Dataset excerpt
....

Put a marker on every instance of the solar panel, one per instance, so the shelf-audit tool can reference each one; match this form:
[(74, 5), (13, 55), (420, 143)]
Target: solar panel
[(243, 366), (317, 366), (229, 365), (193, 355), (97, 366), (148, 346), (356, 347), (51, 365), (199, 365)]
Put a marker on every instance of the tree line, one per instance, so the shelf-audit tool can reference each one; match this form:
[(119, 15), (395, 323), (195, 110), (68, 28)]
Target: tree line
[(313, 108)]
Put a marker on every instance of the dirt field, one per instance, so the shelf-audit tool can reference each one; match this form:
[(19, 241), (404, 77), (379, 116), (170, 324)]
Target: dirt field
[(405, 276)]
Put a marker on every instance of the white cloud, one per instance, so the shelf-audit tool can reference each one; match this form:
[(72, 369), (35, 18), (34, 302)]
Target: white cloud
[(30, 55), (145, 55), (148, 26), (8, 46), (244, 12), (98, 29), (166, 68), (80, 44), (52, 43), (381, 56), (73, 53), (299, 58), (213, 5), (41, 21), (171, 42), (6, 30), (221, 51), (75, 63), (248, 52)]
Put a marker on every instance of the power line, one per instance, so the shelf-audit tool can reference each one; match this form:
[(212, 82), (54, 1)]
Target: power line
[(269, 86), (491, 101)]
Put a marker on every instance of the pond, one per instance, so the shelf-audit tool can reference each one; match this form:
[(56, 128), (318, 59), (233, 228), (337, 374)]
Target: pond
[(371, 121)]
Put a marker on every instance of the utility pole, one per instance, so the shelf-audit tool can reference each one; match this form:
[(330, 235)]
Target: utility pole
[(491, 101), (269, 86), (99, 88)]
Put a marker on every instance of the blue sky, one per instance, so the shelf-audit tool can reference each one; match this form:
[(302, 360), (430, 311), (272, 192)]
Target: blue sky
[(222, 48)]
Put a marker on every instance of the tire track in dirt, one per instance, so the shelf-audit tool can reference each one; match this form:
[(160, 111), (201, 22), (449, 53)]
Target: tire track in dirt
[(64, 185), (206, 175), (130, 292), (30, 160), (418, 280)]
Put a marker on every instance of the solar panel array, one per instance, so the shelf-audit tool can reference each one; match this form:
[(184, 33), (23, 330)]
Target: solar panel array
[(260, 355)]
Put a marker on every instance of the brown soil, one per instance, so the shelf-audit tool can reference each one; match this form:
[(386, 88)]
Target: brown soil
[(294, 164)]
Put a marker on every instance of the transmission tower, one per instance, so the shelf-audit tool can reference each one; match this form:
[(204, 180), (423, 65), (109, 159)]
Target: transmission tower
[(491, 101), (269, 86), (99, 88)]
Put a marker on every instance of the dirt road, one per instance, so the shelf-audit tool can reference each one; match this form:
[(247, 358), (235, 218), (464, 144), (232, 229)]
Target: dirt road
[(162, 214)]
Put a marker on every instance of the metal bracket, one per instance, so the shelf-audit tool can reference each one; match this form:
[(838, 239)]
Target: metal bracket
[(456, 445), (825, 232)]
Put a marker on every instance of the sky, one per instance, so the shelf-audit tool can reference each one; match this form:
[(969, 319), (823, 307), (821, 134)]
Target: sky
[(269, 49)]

....

## [WHAT YOU ARE ASKED TO DO]
Render every line of the material as a JSON list of strings, with one string per line and blank lines omitted.

## [RESULT FOR THIS TASK]
[
  "Put a marker on every instance of the solar panel, one per instance, so the shelf-audit tool can reference each one; match this form:",
  "[(74, 5), (13, 55), (420, 143)]",
  "Target: solar panel",
  "[(243, 366), (317, 366), (229, 365), (193, 355), (97, 366), (148, 346), (356, 347), (51, 365), (199, 365)]",
  "Put a marker on every instance of the tree line, one per instance, so the shelf-audit tool can reference each one; match this form:",
  "[(119, 15), (395, 323), (195, 110), (68, 28)]",
  "Target: tree line",
  "[(313, 108)]",
  "Put a marker on every instance of the dirt field, one per instance, so the shelf-audit tool can reference each one; match this form:",
  "[(19, 241), (404, 77), (379, 116), (170, 324)]",
  "Target: dirt field",
  "[(405, 276)]",
  "Put a marker on every instance of the white cloud, one per instance, so the shelf-audit tool can reference each one; match this form:",
  "[(72, 369), (35, 18), (34, 302)]",
  "Target: white cloud",
  "[(30, 55), (145, 55), (148, 26), (8, 46), (244, 12), (98, 29), (166, 68), (80, 44), (52, 43), (381, 56), (73, 53), (299, 58), (213, 5), (41, 21), (171, 42), (6, 30), (221, 51), (75, 63), (248, 52)]",
  "Put a marker on every instance of the power line, one per instance, so the shelf-audit tool can reference each one; match this form:",
  "[(212, 82), (54, 1)]",
  "Target: power line",
  "[(269, 86), (491, 101)]",
  "Put a marker on every instance of the pond, one per instance, so the shelf-audit tool can reference each one; match this form:",
  "[(56, 128), (318, 59), (233, 228), (337, 374)]",
  "Target: pond",
  "[(371, 121)]",
  "Put a marker on every instance of the utility pole, one per instance, so the shelf-audit tool can reference each one; match this form:",
  "[(330, 235)]",
  "Target: utility pole",
  "[(491, 101), (269, 86), (99, 88)]",
  "Put a marker on every instance of the blue sky, one per instance, so the shelf-audit tool can reference each one; match this form:",
  "[(302, 360), (430, 311), (272, 192)]",
  "Target: blue sky",
  "[(222, 48)]",
  "Put a marker on every instance of the tire track in dirt, one per instance, so the shelf-audit tool can reference each one; match this form:",
  "[(160, 111), (201, 22), (449, 53)]",
  "Target: tire track in dirt",
  "[(64, 185), (206, 175), (130, 292), (30, 160), (418, 280)]",
  "Put a marker on every instance of the solar panel array, one per instance, so the shelf-audit tool can reference each one; match this form:",
  "[(184, 33), (23, 330)]",
  "Target: solar panel array",
  "[(260, 355)]",
  "Put a marker on every instance of the brown soil, one per instance, so the shelf-audit tool can reference each one; match this form:",
  "[(386, 88)]",
  "Target: brown soil",
  "[(294, 164)]",
  "Put a marker on every instance of the transmission tower, one per instance, so the shelf-audit tool can reference each one; match this form:",
  "[(204, 180), (423, 65), (109, 159)]",
  "Target: transmission tower",
  "[(491, 101), (269, 86), (99, 88)]",
  "Put a marker on every instance of the dirt road, one per instance, so the shelf-audit tool can reference each one; match this form:",
  "[(247, 358), (235, 218), (464, 144), (232, 229)]",
  "Target: dirt road",
  "[(162, 214)]",
  "Put a marker on every instance of the metal bracket, one per instance, so the shelf-audit tool can reference each one; match this form:",
  "[(838, 239)]",
  "Target: metal bracket",
  "[(456, 445), (825, 232)]",
  "Put a marker on every instance of the sky, one per instance, so the shelf-audit tool can reference each one; match this form:",
  "[(969, 319), (823, 307), (821, 134)]",
  "Target: sky",
  "[(269, 49)]"
]